**SHORT TASK 1**
Rewrite the lines of the records between the line holding "Note to the class: point at the leaf stem" and the line holding "<point>18,177</point>", inclusive, with the requests included, and raise every point coordinate in the answers by 22. Leave the pictures out.

**DOCUMENT PASSAGE**
Shared Responsibility Model
The AWS Shared Responsibility Model divides security duties between AWS ("security OF the cloud" — physical, network, hypervisor) and the customer ("security IN the cloud" — OS, applications, data, IAM). The boundary shifts depending on the service type: IaaS gives customers more control, while managed services like RDS and Lambda shift more responsibility to AWS.
1. The Core Concept
The AWS Shared Responsibility Model is the foundation of security in AWS. It clearly divides who is responsible for what:
- AWS is responsible for "Security OF the Cloud" — the underlying infrastructure
- Customers are responsible for "Security IN the Cloud" — everything they deploy on the infrastructure
Both parties must fulfill their responsibilities for a workload to be truly secure.
2. AWS Responsibility — Security OF the Cloud
AWS protects the global infrastructure that runs all AWS services:
AWS always manages:
- Physical access controls — no customer ever visits an AWS data center
- Hardware procurement, installation, maintenance, and secure disposal
- Hypervisor patching (for EC2 shared tenancy)
- Managed service infrastructure: RDS underlying OS, Lambda execution environment, S3 storage layer
3. Customer Responsibility — Security IN the Cloud
Customers are responsible for configuring and securing what they deploy:
Customers always manage:
- Their data — what to store, whether to encrypt it, who can access it
- IAM users, groups, roles, policies, and MFA settings
- EC2 guest OS patches (inside the VM is entirely the customer's domain)

**Dataset entries**

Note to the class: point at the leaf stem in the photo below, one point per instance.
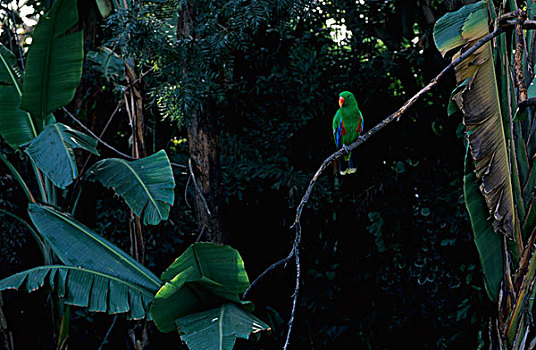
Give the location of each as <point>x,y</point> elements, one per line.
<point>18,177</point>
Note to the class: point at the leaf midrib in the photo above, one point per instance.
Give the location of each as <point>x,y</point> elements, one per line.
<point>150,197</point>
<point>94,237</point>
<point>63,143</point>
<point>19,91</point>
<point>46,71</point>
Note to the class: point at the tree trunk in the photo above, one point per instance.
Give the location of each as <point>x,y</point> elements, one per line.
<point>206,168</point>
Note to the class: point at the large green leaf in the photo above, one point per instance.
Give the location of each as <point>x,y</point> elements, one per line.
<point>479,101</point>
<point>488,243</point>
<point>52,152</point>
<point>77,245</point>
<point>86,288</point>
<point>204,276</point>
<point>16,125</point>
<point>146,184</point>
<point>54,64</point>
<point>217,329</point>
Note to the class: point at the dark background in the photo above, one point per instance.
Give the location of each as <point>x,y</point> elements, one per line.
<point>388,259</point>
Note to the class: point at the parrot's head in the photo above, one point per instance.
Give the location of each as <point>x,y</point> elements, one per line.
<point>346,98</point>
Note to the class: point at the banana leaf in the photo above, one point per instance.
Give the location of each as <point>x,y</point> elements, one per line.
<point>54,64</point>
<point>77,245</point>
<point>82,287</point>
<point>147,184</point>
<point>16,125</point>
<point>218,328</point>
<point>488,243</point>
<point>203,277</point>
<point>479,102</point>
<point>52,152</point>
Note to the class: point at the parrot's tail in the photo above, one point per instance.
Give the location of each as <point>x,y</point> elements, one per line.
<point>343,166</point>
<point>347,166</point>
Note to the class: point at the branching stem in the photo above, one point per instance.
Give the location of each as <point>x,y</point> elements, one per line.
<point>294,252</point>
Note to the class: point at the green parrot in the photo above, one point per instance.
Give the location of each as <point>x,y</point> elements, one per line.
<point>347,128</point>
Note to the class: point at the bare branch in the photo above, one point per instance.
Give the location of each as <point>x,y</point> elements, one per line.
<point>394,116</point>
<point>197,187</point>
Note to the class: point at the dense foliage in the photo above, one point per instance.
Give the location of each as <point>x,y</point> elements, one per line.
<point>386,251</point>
...
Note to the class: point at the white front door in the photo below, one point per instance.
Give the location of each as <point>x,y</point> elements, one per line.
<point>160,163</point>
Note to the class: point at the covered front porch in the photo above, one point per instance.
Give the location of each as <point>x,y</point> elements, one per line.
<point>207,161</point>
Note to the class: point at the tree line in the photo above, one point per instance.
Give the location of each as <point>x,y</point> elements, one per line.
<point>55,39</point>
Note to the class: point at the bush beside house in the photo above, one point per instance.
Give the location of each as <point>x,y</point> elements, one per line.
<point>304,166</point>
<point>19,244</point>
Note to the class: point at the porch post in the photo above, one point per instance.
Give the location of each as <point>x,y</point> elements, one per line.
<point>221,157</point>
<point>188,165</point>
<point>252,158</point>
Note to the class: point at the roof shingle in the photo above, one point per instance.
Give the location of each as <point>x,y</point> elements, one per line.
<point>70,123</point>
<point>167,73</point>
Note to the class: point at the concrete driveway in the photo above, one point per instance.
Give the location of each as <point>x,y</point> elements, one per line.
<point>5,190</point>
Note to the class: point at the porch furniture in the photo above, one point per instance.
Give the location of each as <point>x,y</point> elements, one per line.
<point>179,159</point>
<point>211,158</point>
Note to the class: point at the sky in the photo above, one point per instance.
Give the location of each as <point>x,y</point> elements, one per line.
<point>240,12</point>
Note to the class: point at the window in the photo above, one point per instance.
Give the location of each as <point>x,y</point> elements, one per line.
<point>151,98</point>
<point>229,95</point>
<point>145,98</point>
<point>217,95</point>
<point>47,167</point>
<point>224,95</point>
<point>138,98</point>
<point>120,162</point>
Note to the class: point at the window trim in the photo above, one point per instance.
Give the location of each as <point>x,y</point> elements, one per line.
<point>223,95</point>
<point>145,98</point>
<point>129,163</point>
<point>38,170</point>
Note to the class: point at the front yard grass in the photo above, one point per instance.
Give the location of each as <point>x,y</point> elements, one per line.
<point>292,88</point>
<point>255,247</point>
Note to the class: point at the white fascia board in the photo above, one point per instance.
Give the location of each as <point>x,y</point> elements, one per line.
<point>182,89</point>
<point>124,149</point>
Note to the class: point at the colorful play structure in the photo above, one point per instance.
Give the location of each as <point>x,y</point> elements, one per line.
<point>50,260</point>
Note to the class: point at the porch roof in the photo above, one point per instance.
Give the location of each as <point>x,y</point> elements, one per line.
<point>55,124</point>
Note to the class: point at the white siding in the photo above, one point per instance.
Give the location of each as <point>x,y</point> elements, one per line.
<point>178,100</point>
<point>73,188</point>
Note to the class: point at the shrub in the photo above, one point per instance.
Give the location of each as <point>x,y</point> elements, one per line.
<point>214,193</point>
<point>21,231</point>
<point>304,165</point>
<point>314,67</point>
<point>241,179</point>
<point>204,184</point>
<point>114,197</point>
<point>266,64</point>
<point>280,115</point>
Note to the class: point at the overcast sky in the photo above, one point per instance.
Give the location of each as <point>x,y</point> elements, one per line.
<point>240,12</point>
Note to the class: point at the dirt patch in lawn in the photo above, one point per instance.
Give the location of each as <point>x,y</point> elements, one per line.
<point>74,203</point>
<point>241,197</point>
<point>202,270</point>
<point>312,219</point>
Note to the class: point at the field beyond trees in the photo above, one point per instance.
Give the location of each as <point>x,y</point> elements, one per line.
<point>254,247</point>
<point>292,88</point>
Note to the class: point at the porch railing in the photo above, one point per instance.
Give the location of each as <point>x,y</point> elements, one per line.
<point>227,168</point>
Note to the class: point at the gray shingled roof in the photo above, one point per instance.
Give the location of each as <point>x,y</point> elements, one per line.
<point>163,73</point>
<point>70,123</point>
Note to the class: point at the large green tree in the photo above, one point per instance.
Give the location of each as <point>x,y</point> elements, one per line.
---
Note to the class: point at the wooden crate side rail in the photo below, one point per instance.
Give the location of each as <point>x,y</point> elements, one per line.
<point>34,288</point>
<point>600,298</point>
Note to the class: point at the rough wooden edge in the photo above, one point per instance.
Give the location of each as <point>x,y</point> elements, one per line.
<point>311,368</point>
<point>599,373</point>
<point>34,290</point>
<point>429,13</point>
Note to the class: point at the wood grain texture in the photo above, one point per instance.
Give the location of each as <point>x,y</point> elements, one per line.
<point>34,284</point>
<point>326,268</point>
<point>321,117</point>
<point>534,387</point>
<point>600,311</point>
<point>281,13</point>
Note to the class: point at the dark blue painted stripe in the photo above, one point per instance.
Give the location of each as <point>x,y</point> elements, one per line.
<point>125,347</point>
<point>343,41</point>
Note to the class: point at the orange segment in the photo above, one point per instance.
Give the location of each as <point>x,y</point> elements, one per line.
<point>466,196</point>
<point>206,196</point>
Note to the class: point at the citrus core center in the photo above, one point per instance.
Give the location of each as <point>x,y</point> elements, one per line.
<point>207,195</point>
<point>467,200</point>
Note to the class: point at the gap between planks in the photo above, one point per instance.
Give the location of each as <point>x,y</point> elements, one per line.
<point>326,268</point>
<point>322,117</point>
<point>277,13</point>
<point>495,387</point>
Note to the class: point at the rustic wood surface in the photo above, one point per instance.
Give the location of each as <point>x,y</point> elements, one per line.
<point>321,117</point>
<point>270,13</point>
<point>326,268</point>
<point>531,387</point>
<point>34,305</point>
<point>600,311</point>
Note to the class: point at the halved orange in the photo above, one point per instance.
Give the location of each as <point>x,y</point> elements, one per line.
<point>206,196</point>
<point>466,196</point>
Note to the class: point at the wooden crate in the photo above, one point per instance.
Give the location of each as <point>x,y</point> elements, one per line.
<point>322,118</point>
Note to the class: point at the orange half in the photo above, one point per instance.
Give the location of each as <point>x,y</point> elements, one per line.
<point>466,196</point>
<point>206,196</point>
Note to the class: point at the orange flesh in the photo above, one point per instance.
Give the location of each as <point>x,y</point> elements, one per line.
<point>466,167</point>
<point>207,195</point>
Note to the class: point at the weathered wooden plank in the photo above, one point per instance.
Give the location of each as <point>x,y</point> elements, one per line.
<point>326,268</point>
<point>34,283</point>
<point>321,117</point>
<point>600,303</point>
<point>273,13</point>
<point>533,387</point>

**SHORT TASK 2**
For each statement, say yes or no according to the shared responsibility text, and quote the words from the text that settle it: (a) AWS handles hypervisor patching for EC2 shared tenancy. (b) Managed services like RDS and Lambda shift more responsibility to the customer. (c) Customers are permitted to visit AWS data centers.

**WRITTEN ANSWER 1**
Note to the class: point at the leaf stem in the photo below, one point per instance.
Give the location of each as <point>x,y</point> elements, one per line.
<point>40,199</point>

**WRITTEN ANSWER 2**
(a) Yes: "Hypervisor patching (for EC2 shared tenancy)"
(b) No: "managed services like RDS and Lambda shift more responsibility to AWS"
(c) No: "no customer ever visits an AWS data center"